# Selected extract

Real-time data processing with Spark
Building distributed applications
ETL pipeline development
Stream processing

🎓 Core Concepts

Variables and Types

// Immutable variables (preferred)
val name: String = "Data Engineer"
val age: Int = 30

// Mutable variables (use sparingly)
var counter: Int = 0
counter = counter + 1

// Type inference
val salary = 70000  // Int inferred
val rate = 0.05     // Double inferred

// String interpolation
val message = s"Hello, $name! You are $age years old"
val formatted = f"Salary: $salary%.2f"

Functions

// Simple function
def add(a: Int, b: Int): Int = {
    a + b
}

// Shorthand (single expression)
def multiply(a: Int, b: Int): Int = a * b

// Default parameters
def greet(name: String, greeting: String = "Hello"): String = 
    s"$greeting, $name!"

// Variable arguments
def sum(numbers: Int*): Int = {
    numbers.sum
}

// Higher-order function
def applyTwice(f: Int => Int, x: Int): Int = f(f(x))
applyTwice(x => x * 2, 5)  // 20

Classes and Objects

// Class definition
class Person(val name: String, val age: Int) {
    def greet(): String = s"Hi, I'm $name"
}

// Object instantiation
val person = new Person("Alice", 30)

// Singleton object
object Config {
    val dbHost = "localhost"
    val dbPort = 5432
}

// Case class (better for data)
case class Employee(name: String, salary: Double) {
    def raiseBy(percent: Double): Employee = 
        copy(salary = salary * (1 + percent))
}

🔄 Functional Programming

Pure Functions

// Pure function - same input always produces same output
def calculateBonus(salary: Double): Double = salary * 0.1

// Impure function - depends on external state
var bonusRate = 0.1
def calculateBonusImpure(salary: Double): Double = salary * bonusRate

Immutability

// Preferred: create new instead of modifying
val original = List(1, 2, 3)

# Information provided
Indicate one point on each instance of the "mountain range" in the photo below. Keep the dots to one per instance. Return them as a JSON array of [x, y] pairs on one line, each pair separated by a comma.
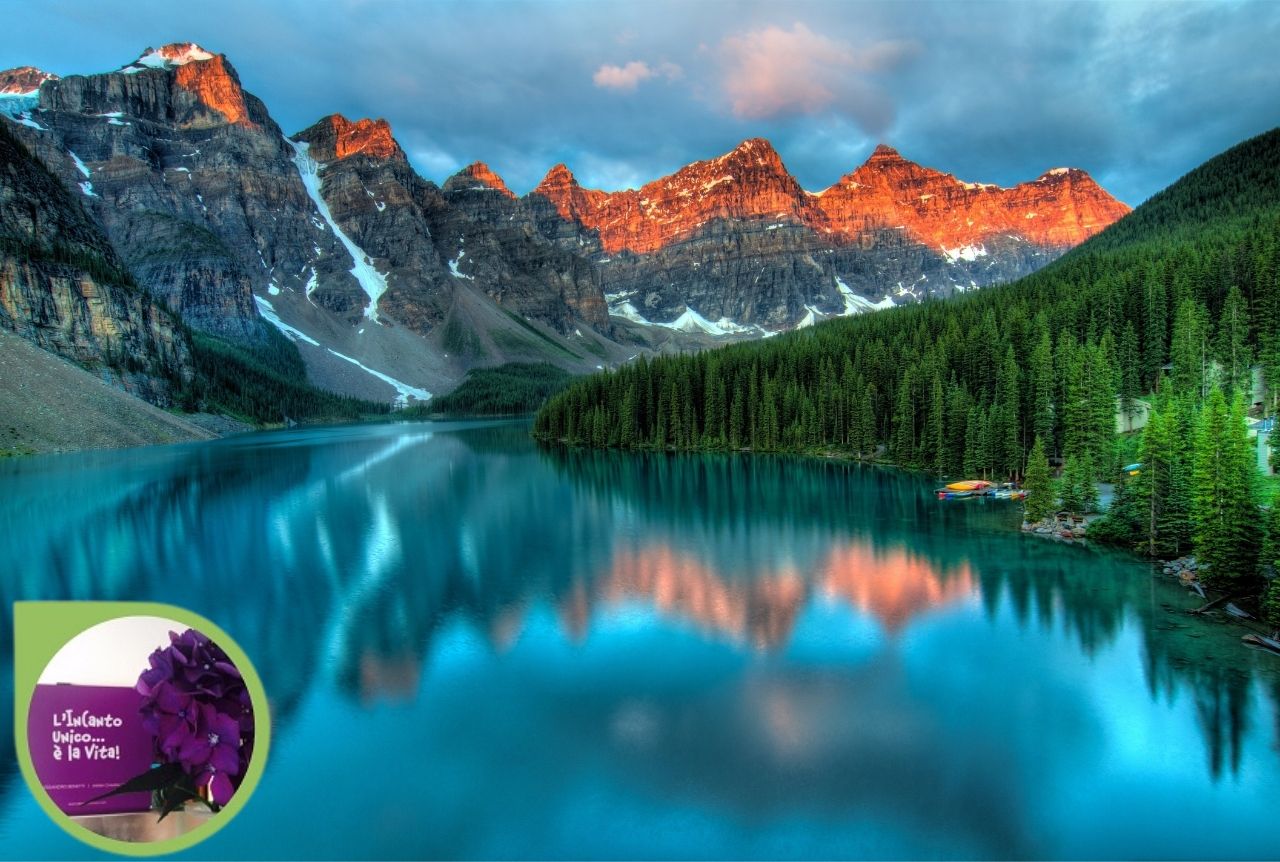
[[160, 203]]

# Required work
1: Name each function that the Functions section of the Scala tutorial extract defines with def.
2: Reproduce the portion of the Scala tutorial extract that opens with the words containing "Real-time data processing" and closes with "variables (use sparingly)".
3: Resume the Scala tutorial extract after its final line and carry it forward.

# Outputs for the tasks
1: add, multiply, greet, sum, applyTwice

2:
Real-time data processing with Spark
Building distributed applications
ETL pipeline development
Stream processing

🎓 Core Concepts

Variables and Types

// Immutable variables (preferred)
val name: String = "Data Engineer"
val age: Int = 30

// Mutable variables (use sparingly)

3:
val doubled = original.map(_ * 2)

// Map operations
val numbers = List(1, 2, 3, 4, 5)
numbers.map(x => x * 2)        // [2, 4, 6, 8, 10]
numbers.filter(x => x > 2)     // [3, 4, 5]
numbers.reduce(_ + _)          // 15

Pattern Matching

// Pattern matching
def describeNumber(n: Int): String = n match {
    case 0 => "Zero"
    case 1 => "One"
    case x if x > 0 => s"Positive: $x"
    case x if x < 0 => s"Negative: $x"
    case _ => "Unknown"
}

// Case class matching
def processData(data: Any): String = data match {
    case Employee(name, salary) => s"$name earns $salary"
    case Person(name, age) => s"$name is $age years old"
    case s: String => s.toUpperCase
    case i: Int => s"Number: $i"
    case _ => "Unknown type"
}

📊 Scala Collections

Main Collections

// List - immutable, ordered
val list = List(1, 2, 3, 4, 5)
list.head      // 1
list.tail      // List(2, 3, 4, 5)
list.map(_ * 2) // List(2, 4, 6, 8, 10)

// Set - unique values
val set = Set(1, 2, 2, 3)  // Set(1, 2, 3)
set.contains(2)  // true

// Map - key-value pairs
val map = Map("a" -> 1, "b" -> 2)
map("a")       // 1
map.get("c")   // None

// Tuple - fixed size, mixed types
val tuple = (1, "name", 3.14)
tuple._1       // 1
tuple._2       // "name"

Collection Operations

val data = List(1, 2, 3, 4, 5)

// Transformation
data.map(_ * 2)           // [2, 4, 6, 8, 10]
data.filter(_ > 2)        // [3, 4, 5]
data.flatMap(x => List(x, x*10))  // [1, 10, 2, 20, ...]

// Aggregation
data.sum                  // 15
data.product              // 120
data.reduce(_ + _)        // 15
data.foldLeft(0)(_ + _)   // 15

// Grouping
data.groupBy(_ % 2)       // Map(1 -> [1,3,5], 0 -> [2,4])

// Sorting
data.sorted              // [1, 2, 3, 4, 5]
data.sortBy(x => -x)     // [5, 4, 3, 2, 1]

⚡ Apache Spark with Scala

Spark DataFrames

import org.apache.spark.sql.SparkSession

val spark = SparkSession.builder()
    .appName("DataEngineering")
    .getOrCreate()

// Read data
val df = spark.read
    .option("header", "true")
    .option("inferSchema", "true")
    .csv("data/employees.csv")

// Show data
df.show(10)
df.printSchema()

// Basic operations
df.select("name", "salary")
    .filter($"salary" > 50000)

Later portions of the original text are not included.